= Passage =
※
When we call getBoardStr() on a HybridBoard object, Python knows that the HybridBoard class doesn’t have a method with this name, so it checks its parent class. But the class has two parent classes, both of which have a getBoardStr() method. Which one gets called?

You can find out by checking the HybridBoard class’s MRO, which is the ordered list of classes that Python checks when inheriting methods or when a method calls the super() function. You can see the HybridBoard class’s MRO by calling its mro() method in the interactive shell:

from tictactoe_oop import * HybridBoard.mro()

[<class 'tictactoe_oop.HybridBoard'>, <class 'tictactoe_oop.HintBoard'>, <class 'tictactoe_oop.MiniBoard'>, <class 'tictactoe_oop.TTTBoard'>, <class 'object'>]

From this return value, you can see that when a method is called on HybridBoard , Python first checks for it in the HybridBoard class. If it’s not there, Python checks the HintBoard class, then the MiniBoard class, and finally the TTTBoard class. At the end of every MRO list is the built-in object class, which is the parent class of all classes in Python.

For single inheritance, determining the MRO is easy: just make a chain of parent classes. For multiple inheritance, it’s trickier. Python’s MRO fol- lows the C3 algorithm, whose details are beyond the scope of this book. But you can determine the MRO by remembering two rules:

  • Python checks child classes before parent classes.

  • Python checks inherited classes listed left to right in the class statement.

If we call getBoardStr() on a HybridBoard object, Python checks the HybridBoard class first. Then, because the class’s parents from left to right are HintBoard and MiniBoard , Python checks HintBoard . This parent class has a getBoardStr() method, so HybridBoard inherits and calls it.
※
= Available data =
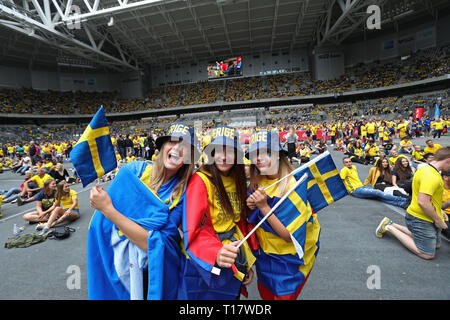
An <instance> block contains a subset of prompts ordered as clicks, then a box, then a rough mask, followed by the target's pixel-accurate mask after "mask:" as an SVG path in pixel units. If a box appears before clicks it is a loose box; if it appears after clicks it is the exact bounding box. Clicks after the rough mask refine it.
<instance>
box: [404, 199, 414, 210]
mask: <svg viewBox="0 0 450 320" xmlns="http://www.w3.org/2000/svg"><path fill="white" fill-rule="evenodd" d="M411 200H412V197H411V196H409V197H408V198H406V199H405V204H404V205H403V206H402V208H403V209H405V210H406V209H408V207H409V205H410V204H411Z"/></svg>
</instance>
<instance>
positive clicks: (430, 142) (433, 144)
mask: <svg viewBox="0 0 450 320" xmlns="http://www.w3.org/2000/svg"><path fill="white" fill-rule="evenodd" d="M425 143H426V144H427V146H426V147H425V149H424V150H423V152H425V153H433V154H434V153H436V151H438V150H439V149H440V148H442V146H441V145H440V144H437V143H433V140H431V139H428V140H427V141H425Z"/></svg>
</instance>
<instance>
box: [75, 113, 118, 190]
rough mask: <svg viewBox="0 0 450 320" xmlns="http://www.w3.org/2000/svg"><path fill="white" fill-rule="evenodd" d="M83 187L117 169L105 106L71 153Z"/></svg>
mask: <svg viewBox="0 0 450 320" xmlns="http://www.w3.org/2000/svg"><path fill="white" fill-rule="evenodd" d="M70 161H72V164H73V166H74V167H75V169H76V171H77V173H78V176H79V177H80V179H81V182H82V184H83V187H85V186H87V185H88V184H89V183H91V182H92V181H94V180H95V179H97V178H100V177H102V176H104V175H105V173H108V172H110V171H112V170H114V169H115V168H116V167H117V160H116V156H115V153H114V147H113V144H112V142H111V136H110V135H109V128H108V123H107V121H106V115H105V111H104V109H103V106H102V107H100V109H99V110H98V111H97V113H96V114H95V116H94V118H93V119H92V120H91V122H90V123H89V125H88V127H87V128H86V130H84V133H83V135H82V136H81V138H80V139H79V140H78V142H77V144H76V145H75V146H74V147H73V149H72V151H71V152H70Z"/></svg>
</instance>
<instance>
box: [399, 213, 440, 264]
mask: <svg viewBox="0 0 450 320" xmlns="http://www.w3.org/2000/svg"><path fill="white" fill-rule="evenodd" d="M405 223H406V227H407V228H408V230H409V231H411V233H412V237H413V240H414V243H415V245H416V247H417V249H419V251H420V252H422V253H424V254H427V255H430V256H434V254H435V253H436V245H437V244H440V243H441V238H440V231H441V229H438V228H436V226H435V225H434V224H433V223H431V222H428V221H425V220H422V219H419V218H416V217H414V216H412V215H410V214H409V213H406V215H405Z"/></svg>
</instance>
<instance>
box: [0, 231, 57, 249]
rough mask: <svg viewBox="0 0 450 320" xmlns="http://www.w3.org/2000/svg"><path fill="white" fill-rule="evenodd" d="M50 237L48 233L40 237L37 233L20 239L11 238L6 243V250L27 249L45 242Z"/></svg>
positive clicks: (7, 240) (25, 234)
mask: <svg viewBox="0 0 450 320" xmlns="http://www.w3.org/2000/svg"><path fill="white" fill-rule="evenodd" d="M48 236H49V234H48V233H46V234H44V235H38V234H35V233H27V234H24V235H21V236H20V237H14V238H9V239H8V240H7V241H6V243H5V248H8V249H12V248H26V247H29V246H31V245H33V244H36V243H39V242H43V241H45V240H46V239H47V237H48Z"/></svg>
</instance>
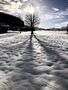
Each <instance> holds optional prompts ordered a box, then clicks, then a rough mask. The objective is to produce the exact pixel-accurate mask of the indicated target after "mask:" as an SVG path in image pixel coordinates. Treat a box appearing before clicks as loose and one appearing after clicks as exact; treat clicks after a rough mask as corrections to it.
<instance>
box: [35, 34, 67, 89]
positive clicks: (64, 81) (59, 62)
mask: <svg viewBox="0 0 68 90" xmlns="http://www.w3.org/2000/svg"><path fill="white" fill-rule="evenodd" d="M34 38H35V39H36V40H37V41H38V43H39V44H40V46H41V47H42V48H43V50H44V52H43V53H44V54H47V56H48V60H50V61H51V62H53V66H54V68H53V69H52V70H51V71H50V74H52V75H54V76H56V77H55V78H54V79H55V81H56V83H57V84H58V85H60V87H59V88H58V90H61V89H62V90H67V89H68V81H67V80H68V75H67V73H66V72H67V71H66V70H67V69H66V68H67V67H68V60H67V59H66V58H64V57H63V56H61V55H60V54H59V53H58V52H57V51H56V50H54V49H52V48H53V46H50V45H49V44H47V43H46V42H44V41H41V40H40V39H38V38H37V37H36V35H34ZM51 47H52V48H51ZM62 65H64V67H62ZM65 69H66V70H65ZM54 90H57V88H54Z"/></svg>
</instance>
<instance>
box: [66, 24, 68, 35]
mask: <svg viewBox="0 0 68 90" xmlns="http://www.w3.org/2000/svg"><path fill="white" fill-rule="evenodd" d="M66 30H67V34H68V25H67V26H66Z"/></svg>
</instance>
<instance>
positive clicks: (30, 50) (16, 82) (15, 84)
mask: <svg viewBox="0 0 68 90" xmlns="http://www.w3.org/2000/svg"><path fill="white" fill-rule="evenodd" d="M32 39H33V35H31V36H30V39H29V41H28V44H27V46H26V47H25V50H24V54H25V55H24V56H23V59H22V60H17V61H19V62H20V63H19V62H18V63H16V65H15V66H16V68H17V70H15V72H14V74H12V75H11V80H10V81H12V82H13V83H14V86H13V87H12V90H42V86H43V85H42V84H39V83H37V82H36V81H35V80H34V79H35V76H36V75H38V72H37V71H36V70H35V69H34V68H35V66H36V65H35V63H34V61H35V58H36V56H34V54H35V52H34V49H33V42H32ZM45 85H46V84H45Z"/></svg>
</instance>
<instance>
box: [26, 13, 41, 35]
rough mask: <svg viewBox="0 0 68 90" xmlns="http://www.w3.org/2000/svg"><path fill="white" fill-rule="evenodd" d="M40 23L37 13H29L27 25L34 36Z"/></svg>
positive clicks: (27, 20) (26, 19) (26, 15)
mask: <svg viewBox="0 0 68 90" xmlns="http://www.w3.org/2000/svg"><path fill="white" fill-rule="evenodd" d="M39 23H40V20H39V16H38V14H37V13H32V14H31V13H28V14H26V17H25V24H26V25H28V26H29V28H30V31H31V34H34V30H35V27H36V26H37V25H38V24H39Z"/></svg>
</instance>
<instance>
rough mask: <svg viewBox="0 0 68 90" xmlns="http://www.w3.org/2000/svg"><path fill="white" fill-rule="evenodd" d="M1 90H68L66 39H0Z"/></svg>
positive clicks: (38, 33)
mask: <svg viewBox="0 0 68 90" xmlns="http://www.w3.org/2000/svg"><path fill="white" fill-rule="evenodd" d="M40 33H41V34H40ZM55 33H56V34H55ZM0 90H68V35H66V34H65V33H62V32H61V33H58V32H46V31H45V32H43V31H40V32H35V35H33V36H31V35H30V33H29V32H28V33H25V32H23V33H21V34H20V33H15V34H13V33H9V34H5V35H0Z"/></svg>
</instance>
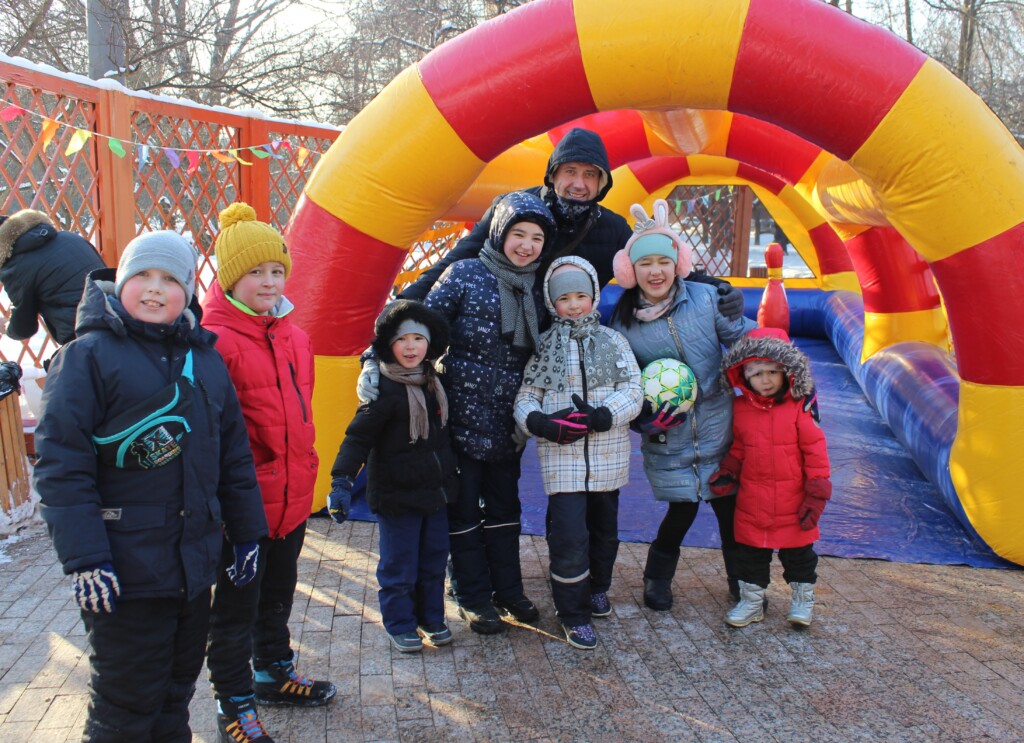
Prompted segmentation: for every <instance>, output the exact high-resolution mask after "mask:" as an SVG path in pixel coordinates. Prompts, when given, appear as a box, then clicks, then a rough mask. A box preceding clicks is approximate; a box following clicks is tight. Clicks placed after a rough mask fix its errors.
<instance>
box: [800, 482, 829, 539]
mask: <svg viewBox="0 0 1024 743" xmlns="http://www.w3.org/2000/svg"><path fill="white" fill-rule="evenodd" d="M830 497H831V480H827V479H825V478H823V477H819V478H815V479H814V480H808V481H807V483H806V484H805V485H804V502H803V504H801V506H800V512H799V515H800V528H801V529H803V530H804V531H810V530H811V529H813V528H814V527H815V526H817V525H818V519H820V518H821V512H822V511H824V510H825V504H826V502H828V498H830Z"/></svg>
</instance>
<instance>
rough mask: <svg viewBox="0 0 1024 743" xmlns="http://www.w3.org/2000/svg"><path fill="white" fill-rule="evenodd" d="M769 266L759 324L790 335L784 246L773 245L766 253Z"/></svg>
mask: <svg viewBox="0 0 1024 743" xmlns="http://www.w3.org/2000/svg"><path fill="white" fill-rule="evenodd" d="M765 263H767V264H768V283H767V286H765V292H764V294H763V295H761V305H760V306H759V307H758V324H759V325H760V326H761V327H780V329H781V330H783V331H785V332H786V334H788V333H790V302H788V300H787V299H786V298H785V287H783V286H782V246H780V245H779V244H778V243H772V244H771V245H769V246H768V249H767V250H766V251H765Z"/></svg>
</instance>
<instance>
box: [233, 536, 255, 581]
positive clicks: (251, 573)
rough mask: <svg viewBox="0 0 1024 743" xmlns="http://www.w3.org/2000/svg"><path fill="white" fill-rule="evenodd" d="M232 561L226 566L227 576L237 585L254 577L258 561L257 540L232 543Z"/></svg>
mask: <svg viewBox="0 0 1024 743" xmlns="http://www.w3.org/2000/svg"><path fill="white" fill-rule="evenodd" d="M231 549H233V550H234V563H233V564H232V565H230V566H228V568H227V577H228V578H230V579H231V582H232V583H234V584H236V585H238V586H240V587H241V586H243V585H245V584H246V583H248V582H250V581H251V580H252V579H253V578H255V577H256V565H257V564H258V563H259V542H258V541H244V542H242V543H241V544H232V545H231Z"/></svg>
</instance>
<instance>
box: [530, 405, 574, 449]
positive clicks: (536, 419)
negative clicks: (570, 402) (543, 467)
mask: <svg viewBox="0 0 1024 743" xmlns="http://www.w3.org/2000/svg"><path fill="white" fill-rule="evenodd" d="M585 418H586V417H585V416H584V414H583V413H582V412H580V411H579V410H573V409H572V408H571V407H566V408H564V409H561V410H558V411H556V412H552V413H544V412H541V411H540V410H534V411H532V412H531V413H529V416H527V417H526V430H527V431H529V432H530V433H531V434H534V435H535V436H540V437H541V438H542V439H547V440H548V441H553V442H554V443H556V444H571V443H572V442H573V441H579V440H580V439H582V438H583V437H584V436H586V435H587V424H586V422H585Z"/></svg>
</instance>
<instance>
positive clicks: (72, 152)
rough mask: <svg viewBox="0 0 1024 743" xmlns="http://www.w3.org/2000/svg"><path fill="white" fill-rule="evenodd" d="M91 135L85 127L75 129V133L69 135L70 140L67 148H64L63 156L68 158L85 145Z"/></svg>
mask: <svg viewBox="0 0 1024 743" xmlns="http://www.w3.org/2000/svg"><path fill="white" fill-rule="evenodd" d="M91 136H92V132H89V131H86V130H85V129H76V130H75V133H74V134H72V136H71V141H70V142H68V146H67V148H65V157H66V158H70V157H71V156H73V155H75V152H77V151H78V150H80V149H81V148H82V147H84V146H85V143H86V142H87V141H88V140H89V137H91Z"/></svg>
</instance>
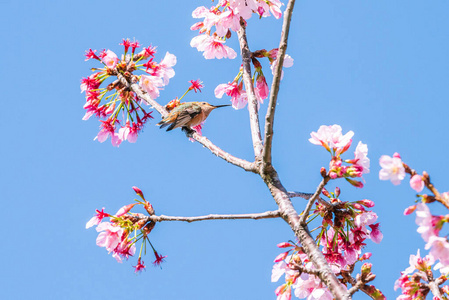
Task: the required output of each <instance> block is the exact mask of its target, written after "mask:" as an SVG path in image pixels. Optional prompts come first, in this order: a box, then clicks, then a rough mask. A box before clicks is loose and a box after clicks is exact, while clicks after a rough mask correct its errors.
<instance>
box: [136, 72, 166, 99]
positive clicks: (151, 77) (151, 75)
mask: <svg viewBox="0 0 449 300" xmlns="http://www.w3.org/2000/svg"><path fill="white" fill-rule="evenodd" d="M139 86H140V87H141V88H142V89H143V90H144V91H145V92H147V93H148V94H149V95H150V97H151V99H153V100H154V99H156V98H157V97H159V90H162V89H163V88H162V87H163V86H164V83H163V81H162V79H161V78H160V77H157V76H152V75H141V76H140V81H139Z"/></svg>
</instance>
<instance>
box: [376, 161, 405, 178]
mask: <svg viewBox="0 0 449 300" xmlns="http://www.w3.org/2000/svg"><path fill="white" fill-rule="evenodd" d="M379 164H380V166H381V167H382V169H381V170H380V171H379V179H380V180H390V181H391V182H392V183H393V184H394V185H398V184H400V183H401V180H403V179H404V178H405V168H404V166H403V165H402V160H401V158H400V156H399V154H395V155H393V157H390V156H388V155H382V156H381V157H380V159H379Z"/></svg>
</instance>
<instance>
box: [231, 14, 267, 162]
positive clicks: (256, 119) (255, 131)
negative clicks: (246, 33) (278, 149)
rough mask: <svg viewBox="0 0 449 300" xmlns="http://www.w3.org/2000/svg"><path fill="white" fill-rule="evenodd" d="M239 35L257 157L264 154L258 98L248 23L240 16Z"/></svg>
mask: <svg viewBox="0 0 449 300" xmlns="http://www.w3.org/2000/svg"><path fill="white" fill-rule="evenodd" d="M237 34H238V37H239V44H240V51H241V53H242V66H243V82H244V83H245V90H246V95H247V97H248V111H249V121H250V126H251V137H252V140H253V148H254V156H255V157H256V160H257V158H259V157H261V155H262V149H263V145H262V136H261V134H260V125H259V112H258V108H257V105H258V104H257V98H256V94H255V93H254V85H253V81H252V78H251V51H250V50H249V47H248V41H247V40H246V24H245V20H244V19H243V18H240V29H239V30H238V31H237Z"/></svg>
※
Continue the passage on Python's method resolution order, beginning right after its final sentence.

But it doesn’t end there: next, this method calls super().getBoardStr() . Super is a somewhat misleading name for Python’s super() function, because it doesn’t return the parent class but rather the next class in the MRO. This means that when we call getBoardStr() on a HybridBoard object, the next class in its MRO, after HintBoard , is MiniBoard , not the parent class TTTBoard . So the call to super().getBoardStr() calls the MiniBoard class’s getBoardStr() method, which returns the miniature tic-tac-toe board string. The remaining code in the HintBoard class’s getBoardStr() after this super() call appends the hint text to this string.

If we change the HybridBoard class’s class statement so it lists MiniBoard first and HintBoard second, its MRO will put MiniBoard before HintBoard . This means HybridBoard inherits getBoardStr() from MiniBoard , which doesn’t have a call to super() . This ordering is what caused the bug that made the miniature tic- tac-toe board display without hints: without a super() call, the MiniBoard class’s getBoardStr() method never calls the HintBoard class’s getBoardStr() method.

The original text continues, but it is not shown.